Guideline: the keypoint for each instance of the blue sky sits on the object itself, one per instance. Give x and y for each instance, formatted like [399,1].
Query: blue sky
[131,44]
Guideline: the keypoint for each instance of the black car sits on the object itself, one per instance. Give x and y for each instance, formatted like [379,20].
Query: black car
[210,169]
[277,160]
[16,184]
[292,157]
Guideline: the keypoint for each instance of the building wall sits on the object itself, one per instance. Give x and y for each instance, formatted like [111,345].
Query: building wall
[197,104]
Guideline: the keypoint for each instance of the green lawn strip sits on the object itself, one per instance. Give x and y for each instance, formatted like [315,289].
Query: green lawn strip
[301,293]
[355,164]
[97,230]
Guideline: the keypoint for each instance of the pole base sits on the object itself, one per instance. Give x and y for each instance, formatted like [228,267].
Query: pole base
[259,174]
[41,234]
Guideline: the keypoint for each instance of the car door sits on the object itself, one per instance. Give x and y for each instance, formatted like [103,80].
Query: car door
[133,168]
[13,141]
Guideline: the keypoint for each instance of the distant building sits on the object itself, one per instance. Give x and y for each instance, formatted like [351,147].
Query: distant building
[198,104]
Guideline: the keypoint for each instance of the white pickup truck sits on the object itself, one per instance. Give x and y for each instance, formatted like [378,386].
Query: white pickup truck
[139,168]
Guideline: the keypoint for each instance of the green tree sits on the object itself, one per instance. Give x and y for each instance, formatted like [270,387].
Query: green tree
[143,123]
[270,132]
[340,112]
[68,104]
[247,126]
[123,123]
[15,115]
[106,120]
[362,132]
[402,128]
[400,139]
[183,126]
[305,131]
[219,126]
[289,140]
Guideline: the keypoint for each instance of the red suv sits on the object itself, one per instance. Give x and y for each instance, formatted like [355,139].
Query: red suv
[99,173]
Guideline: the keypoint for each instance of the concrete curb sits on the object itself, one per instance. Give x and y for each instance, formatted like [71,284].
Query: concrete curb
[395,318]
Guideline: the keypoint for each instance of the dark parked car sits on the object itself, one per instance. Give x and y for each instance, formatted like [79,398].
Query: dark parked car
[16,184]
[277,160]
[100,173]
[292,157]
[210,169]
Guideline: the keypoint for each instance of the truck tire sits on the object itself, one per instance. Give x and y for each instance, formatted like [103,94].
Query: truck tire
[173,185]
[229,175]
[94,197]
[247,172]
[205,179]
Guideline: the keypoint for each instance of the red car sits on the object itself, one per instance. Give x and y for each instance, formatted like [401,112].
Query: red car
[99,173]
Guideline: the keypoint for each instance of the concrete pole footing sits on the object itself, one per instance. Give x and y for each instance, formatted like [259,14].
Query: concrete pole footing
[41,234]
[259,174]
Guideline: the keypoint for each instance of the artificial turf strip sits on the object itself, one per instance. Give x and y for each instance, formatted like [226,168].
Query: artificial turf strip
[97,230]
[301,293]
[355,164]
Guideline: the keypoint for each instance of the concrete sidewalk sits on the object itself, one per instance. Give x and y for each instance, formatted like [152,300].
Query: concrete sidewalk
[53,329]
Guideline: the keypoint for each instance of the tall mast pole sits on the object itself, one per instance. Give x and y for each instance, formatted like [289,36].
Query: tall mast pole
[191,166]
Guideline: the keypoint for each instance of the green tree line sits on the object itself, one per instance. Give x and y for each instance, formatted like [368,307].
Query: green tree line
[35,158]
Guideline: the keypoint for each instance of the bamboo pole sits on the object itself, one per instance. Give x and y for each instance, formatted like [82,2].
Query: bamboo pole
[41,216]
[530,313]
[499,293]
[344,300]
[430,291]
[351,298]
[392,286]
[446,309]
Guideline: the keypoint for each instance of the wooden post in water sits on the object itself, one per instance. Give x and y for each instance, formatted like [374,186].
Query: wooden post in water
________
- [ABOUT THIS EXERCISE] Print every record above exactly as written.

- [WRITTEN ANSWER]
Guideline: the keypoint for each instance of the blue sky sits on the object itself, one per instance. Give x and y for each instance, formatted like [399,1].
Query: blue sky
[131,44]
Guideline: the keypoint for each instance of the black car sits on the object itself, one per instance. Give x and y for each instance, formatted like [379,20].
Query: black car
[210,169]
[277,160]
[16,184]
[292,157]
Guideline: the keypoint for each instance of the building wall sits on the object itself, one per instance. Give x and y for each instance, formatted like [111,345].
Query: building wall
[197,104]
Guideline: the keypoint for each instance of the green lawn strip sits on the object itself, one per instance. Give x and y for each instance, formatted like [315,289].
Query: green lawn strip
[301,293]
[355,164]
[97,230]
Guideline: the keypoint for each instance of the pole base sits on the object itself, one per instance. Give x and y for each instance, formatted like [228,267].
Query: pole base
[259,174]
[41,234]
Guideline: the keypoint for each instance of the car door sits on the object itself, one per instance. Give x and y for each instance, formatted like [103,80].
Query: car door
[133,168]
[13,141]
Guideline: the keypoint for each instance of the distant building sits on the object itself, one per instance. Give x and y for each instance, formatted like [351,147].
Query: distant building
[198,104]
Guideline: the keypoint for each instance of the white pickup truck sits on the object itself, one per instance. Give x and y for each instance, formatted like [378,386].
Query: white pickup truck
[139,168]
Guideline: the keypoint for each instance of the green tree sits on the object itself, one per instance. Give x and y for each instance, formatted like [270,387].
Query: green tree
[143,123]
[270,132]
[340,112]
[68,104]
[247,126]
[123,123]
[15,115]
[106,120]
[362,132]
[402,128]
[400,139]
[183,126]
[305,131]
[219,126]
[289,140]
Guideline: the keypoint for each instance of the red suv sits on the object itself, one per instance. Give x and y for each instance, formatted like [355,139].
Query: red suv
[99,173]
Guideline: the keypoint for each instance of the concrete curb sits on the object itself, one per instance. Give x and y for each instance, formatted like [71,284].
Query: concrete curb
[395,318]
Guideline: the keypoint for each instance of the dark parked car sits on the object itself, one per instance. Give x and y for each instance, formatted like [79,398].
Query: dark parked car
[16,184]
[277,160]
[100,173]
[292,157]
[210,169]
Guideline: the keypoint for each instance of the truck tire sits on the object itself, one per instance. Give x and y for each instance, formatted like [103,94].
Query: truck tire
[173,185]
[229,175]
[94,197]
[247,172]
[205,179]
Guideline: the keypoint for each instance of the red car sits on the object itself, one per instance. Give x and y for each instance, formatted like [401,112].
Query: red car
[99,173]
Guideline: the keypoint for each instance of the concrete pole footing sits on the object itself, one per instance. Give x and y for each instance, formatted like [259,14].
Query: concrete pole footing
[41,234]
[259,174]
Guideline: the keypoint for each instance of the artificial turf strip sits on the object itself, one per instance. Give x and y for each instance, formatted like [226,168].
Query: artificial turf strip
[97,230]
[301,293]
[355,164]
Guideline: the keypoint for each instance of the concrete sidewalk sits on the object itself, one per instance. Give x and y for each instance, formatted like [152,300].
Query: concrete sidewalk
[53,329]
Guideline: the keypoint for each instance of the tall mast pole sits on the object itself, one per instance. Give x and y for each instance, formatted like [289,36].
Query: tall mast pole
[191,166]
Guideline: the keypoint for each instance of the green tree line sits on the object itself, one per instance. Give x and y for each instance, formatted like [368,307].
Query: green tree line
[35,158]
Guideline: the keypoint for each instance of the bamboo pole sits on the object itself, one per instance. Give x and y for each instance, formatted like [82,2].
Query: bamboo pole
[41,216]
[530,313]
[499,293]
[344,300]
[430,291]
[351,298]
[392,286]
[446,309]
Guideline: the keypoint for each instance of the wooden post in water sits on the object itself, one per instance. Give x and y for each instance, formatted like [374,186].
Query: wooden post in water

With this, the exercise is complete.